- _Required action_
Reproduce all the data verbatim.

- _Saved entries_
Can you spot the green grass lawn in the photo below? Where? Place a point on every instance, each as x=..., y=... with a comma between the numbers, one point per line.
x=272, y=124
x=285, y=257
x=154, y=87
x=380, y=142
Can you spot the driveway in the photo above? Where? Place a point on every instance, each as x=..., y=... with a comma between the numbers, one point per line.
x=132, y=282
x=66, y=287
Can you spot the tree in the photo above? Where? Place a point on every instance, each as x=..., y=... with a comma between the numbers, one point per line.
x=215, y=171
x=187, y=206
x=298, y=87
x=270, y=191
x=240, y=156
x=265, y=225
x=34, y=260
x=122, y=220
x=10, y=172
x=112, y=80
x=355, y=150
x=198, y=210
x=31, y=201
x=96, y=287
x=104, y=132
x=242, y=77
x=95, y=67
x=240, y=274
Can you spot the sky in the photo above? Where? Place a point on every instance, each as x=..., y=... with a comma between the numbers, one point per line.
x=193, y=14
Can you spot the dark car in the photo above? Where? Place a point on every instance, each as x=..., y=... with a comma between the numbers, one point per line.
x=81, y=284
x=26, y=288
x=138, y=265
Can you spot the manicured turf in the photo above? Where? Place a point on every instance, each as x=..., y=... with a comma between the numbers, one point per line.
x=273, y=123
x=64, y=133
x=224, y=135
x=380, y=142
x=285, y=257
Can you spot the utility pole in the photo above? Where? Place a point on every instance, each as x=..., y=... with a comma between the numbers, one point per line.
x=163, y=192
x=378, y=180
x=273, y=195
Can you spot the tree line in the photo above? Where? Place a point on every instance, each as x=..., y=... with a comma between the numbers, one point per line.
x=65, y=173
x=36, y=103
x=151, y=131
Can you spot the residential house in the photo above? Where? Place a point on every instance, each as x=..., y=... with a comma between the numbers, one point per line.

- _Solution_
Can you spot the green grass lawn in the photo below? Where? Place a point on every instance, each as x=..., y=... with a comma between the numbers, one point per line.
x=272, y=124
x=285, y=257
x=154, y=87
x=380, y=142
Can you spot the driveway in the photo above? Where? Place a point on every instance, each as x=..., y=... with a comma between the numbers, one point per line.
x=132, y=282
x=66, y=287
Can you spot the tree in the photo above? Where? Place a point on every instance, each as x=..., y=... with a comma between the numbers, one point per line.
x=215, y=171
x=187, y=206
x=298, y=87
x=270, y=191
x=240, y=156
x=265, y=225
x=34, y=260
x=122, y=220
x=10, y=172
x=112, y=80
x=355, y=150
x=198, y=210
x=31, y=201
x=96, y=287
x=104, y=132
x=242, y=77
x=95, y=67
x=240, y=274
Can you spot the sky in the photo above? Where? Place a point on every instance, each as x=..., y=... with a comma between the numbers, one point per line.
x=193, y=14
Can you spot the dark car in the photo above? Where? Place a point on every instance, each as x=..., y=... with a comma between the numbers, one point per line.
x=81, y=284
x=26, y=288
x=138, y=265
Can you spot the manicured turf in the photo above? Where? Place a point on every instance, each as x=..., y=... with a comma between the numbers, one point per line.
x=273, y=123
x=64, y=133
x=224, y=135
x=380, y=142
x=285, y=257
Can you spot the utility pole in the photo above? Where? Place a point on every instance, each as x=..., y=... with a comma between the numbers, one point per line.
x=163, y=192
x=378, y=180
x=273, y=195
Can you spot the tree line in the photo above? Where? Place a point on every instance, each as x=..., y=... with a comma between the numbers, one point per line.
x=65, y=173
x=36, y=103
x=151, y=131
Can you spot the residential house in the photo above? Where? Place a point on every instance, each as x=..., y=... with a comma between the numbers, one point per line.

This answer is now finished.